### Sayfa

##########

Sadettin Ökten'in dediği gibi, "Şehirler sadece fiziki yapılar değildir, onların bir ruhu, bir karakteri, bir ahlakı vardır."
Şehir dediğin yer, AVM'lerle, gökdelenlerle büyümez.
Çay ocakları kapanmış, çocuk sesleri susmuş, komşuluk bitmişse, istediğin kadar bina yap, girdiğin yol çıkmaz sokaktır.
Hatay'ın Medeniyet Rotası
Şimdi Hatay'a bakalım. Bu şehir tarih boyunca medeniyetin uğrak noktası olmuş bir kavşak!
Roma geldi, yollar yaptı.
Osmanlı geldi, hanlar inşa etti.
İslam geldi, kimlik kazandırdı.
Deprem geldi, yıktı geçti!
Ve fakat, deprem sonrası "şivekar bir şehir" inşa ediliyor.
Tabelalar arttıkça tarih yeniden canlanıyor.
Hatay, medeniyet geçmişiyle cilveleşiyor.
"Ben buradayım! Tabelamı takip et, seni geçmişin derinliklerine götüreyim ki gördüğünle geleceğine şahsiyet kazandır." diyor.
Hatay, taşın, toprağın, yıkıntının değil; ezanın, çanın, hazanın şehri. Burada medeniyet, yalnızca geçmişten kalan taş binalarla değil, kokusuyla, sesiyle, tadıyla var.
Peki, her şeye tabela koyunca iş çözülüyor mu
Mahalle kültürü gitti, mahalle kapandı!
AVM'ler türedi; esnaf kepenk indirdi, yerel üretici yok!
Cami etrafında şekillenen şehir anlayışı unutuldu, Ruhsuz Şehir Bölgesi oluşturuldu.
O yüzden Hatay bize bir şey öğretiyor: Medeniyet, sadece inşaat projesi değildir.
Eğer öyle olsaydı, en yüksek binalara sahip olan yerler en medeni yerler olurdu.
Medeniyet, önce insanı inşa etmekle başlar.
"Medeniyet Yolu" Kapalı! Alternatif Rota Ara!
Bize yıllarca "Gelişmek için modern olmak lazım" dediler.
"Modern" dediler, yolları genişlettiler ama insanları uzaklaştırdılar.

##########

### Çıkarılan Veriler

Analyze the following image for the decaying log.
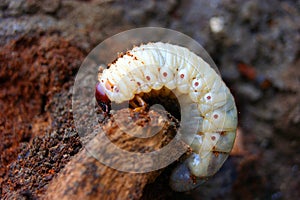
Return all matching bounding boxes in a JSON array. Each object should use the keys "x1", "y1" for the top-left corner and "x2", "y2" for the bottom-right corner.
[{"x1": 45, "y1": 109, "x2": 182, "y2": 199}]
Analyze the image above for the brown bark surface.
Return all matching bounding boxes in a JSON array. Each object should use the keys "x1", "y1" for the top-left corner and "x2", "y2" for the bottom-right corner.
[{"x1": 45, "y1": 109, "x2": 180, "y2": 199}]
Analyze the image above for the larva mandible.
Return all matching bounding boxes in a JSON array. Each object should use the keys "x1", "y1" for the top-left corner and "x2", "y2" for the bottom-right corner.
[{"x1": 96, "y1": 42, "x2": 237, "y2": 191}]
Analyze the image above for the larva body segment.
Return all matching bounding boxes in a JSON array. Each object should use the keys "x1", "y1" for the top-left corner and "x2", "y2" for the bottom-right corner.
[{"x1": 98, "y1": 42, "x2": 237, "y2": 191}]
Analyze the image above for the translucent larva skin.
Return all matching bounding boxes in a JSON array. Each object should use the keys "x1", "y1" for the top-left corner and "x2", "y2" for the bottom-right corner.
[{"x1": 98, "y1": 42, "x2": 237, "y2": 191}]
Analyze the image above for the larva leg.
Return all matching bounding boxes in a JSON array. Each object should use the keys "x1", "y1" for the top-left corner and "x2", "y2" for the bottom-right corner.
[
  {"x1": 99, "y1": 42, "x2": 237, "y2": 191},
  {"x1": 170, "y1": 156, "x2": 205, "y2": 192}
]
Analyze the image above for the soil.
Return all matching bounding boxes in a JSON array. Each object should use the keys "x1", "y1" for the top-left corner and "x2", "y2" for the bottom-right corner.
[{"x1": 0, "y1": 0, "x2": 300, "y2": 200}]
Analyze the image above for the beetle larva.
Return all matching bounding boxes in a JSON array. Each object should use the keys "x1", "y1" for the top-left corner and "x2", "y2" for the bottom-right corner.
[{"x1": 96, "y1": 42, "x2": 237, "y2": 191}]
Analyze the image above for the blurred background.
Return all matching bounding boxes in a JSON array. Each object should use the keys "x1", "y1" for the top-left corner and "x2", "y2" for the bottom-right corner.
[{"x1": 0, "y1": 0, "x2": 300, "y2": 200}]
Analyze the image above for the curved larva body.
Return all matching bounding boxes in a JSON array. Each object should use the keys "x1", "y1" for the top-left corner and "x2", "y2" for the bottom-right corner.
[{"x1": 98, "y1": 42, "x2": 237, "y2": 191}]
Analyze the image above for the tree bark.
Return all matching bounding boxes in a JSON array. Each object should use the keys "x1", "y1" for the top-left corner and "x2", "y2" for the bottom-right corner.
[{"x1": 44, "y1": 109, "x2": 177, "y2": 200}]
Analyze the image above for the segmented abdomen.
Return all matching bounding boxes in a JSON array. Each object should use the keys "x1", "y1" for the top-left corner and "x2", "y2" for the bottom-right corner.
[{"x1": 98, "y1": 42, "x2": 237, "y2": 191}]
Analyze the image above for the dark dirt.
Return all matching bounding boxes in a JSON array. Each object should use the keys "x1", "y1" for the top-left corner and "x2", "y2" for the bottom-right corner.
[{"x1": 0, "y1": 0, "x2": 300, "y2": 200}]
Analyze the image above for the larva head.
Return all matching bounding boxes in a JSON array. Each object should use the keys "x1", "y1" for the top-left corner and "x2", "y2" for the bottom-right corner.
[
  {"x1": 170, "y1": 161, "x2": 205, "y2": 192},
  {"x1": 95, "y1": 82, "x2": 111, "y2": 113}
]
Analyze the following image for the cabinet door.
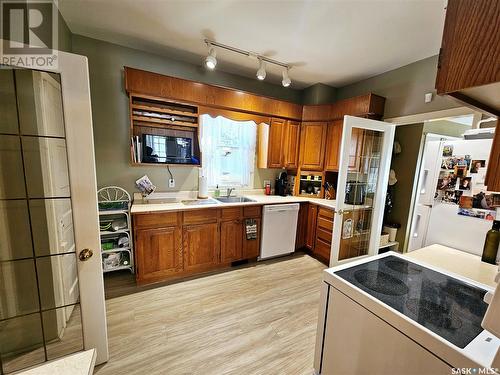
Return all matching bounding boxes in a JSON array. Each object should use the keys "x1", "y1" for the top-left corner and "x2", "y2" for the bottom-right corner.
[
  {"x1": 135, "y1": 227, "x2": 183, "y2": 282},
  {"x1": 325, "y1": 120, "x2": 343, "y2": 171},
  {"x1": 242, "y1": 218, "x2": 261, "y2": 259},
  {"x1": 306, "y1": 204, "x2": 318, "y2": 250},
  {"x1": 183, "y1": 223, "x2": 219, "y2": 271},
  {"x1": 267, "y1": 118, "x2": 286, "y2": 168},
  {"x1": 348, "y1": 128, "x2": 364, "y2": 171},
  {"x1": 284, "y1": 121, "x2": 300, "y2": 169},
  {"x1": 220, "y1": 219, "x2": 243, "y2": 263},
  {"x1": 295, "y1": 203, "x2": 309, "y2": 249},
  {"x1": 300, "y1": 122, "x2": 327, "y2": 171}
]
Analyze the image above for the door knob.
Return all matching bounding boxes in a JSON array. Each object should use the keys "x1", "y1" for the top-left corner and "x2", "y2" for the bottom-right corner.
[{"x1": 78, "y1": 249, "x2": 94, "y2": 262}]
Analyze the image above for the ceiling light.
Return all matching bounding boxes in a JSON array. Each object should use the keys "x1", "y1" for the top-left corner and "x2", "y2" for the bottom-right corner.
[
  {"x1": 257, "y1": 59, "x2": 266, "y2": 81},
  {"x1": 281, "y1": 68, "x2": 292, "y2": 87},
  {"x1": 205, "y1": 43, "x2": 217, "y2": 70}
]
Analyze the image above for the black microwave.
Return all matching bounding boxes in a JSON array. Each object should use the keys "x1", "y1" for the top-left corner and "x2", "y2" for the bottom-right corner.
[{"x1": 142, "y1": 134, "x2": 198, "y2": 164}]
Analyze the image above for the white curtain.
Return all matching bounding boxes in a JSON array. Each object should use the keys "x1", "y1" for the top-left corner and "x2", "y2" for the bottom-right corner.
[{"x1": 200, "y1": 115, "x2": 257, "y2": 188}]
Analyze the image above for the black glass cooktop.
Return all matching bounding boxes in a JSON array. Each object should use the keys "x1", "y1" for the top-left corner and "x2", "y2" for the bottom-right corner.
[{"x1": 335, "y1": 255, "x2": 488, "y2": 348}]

##########

### Alıştırmanın Amacı
Hatay konulu sayfada "Cami etrafında şekillenen" sözlerinden "medeni yerler olurdu." sözlerine kadar uzanan bölümü hiçbir değişiklik yapmadan aynen aktarınız.

### Doğru Sonuç
Cami etrafında şekillenen şehir anlayışı unutuldu, Ruhsuz Şehir Bölgesi oluşturuldu.
O yüzden Hatay bize bir şey öğretiyor: Medeniyet, sadece inşaat projesi değildir.
Eğer öyle olsaydı, en yüksek binalara sahip olan yerler en medeni yerler olurdu.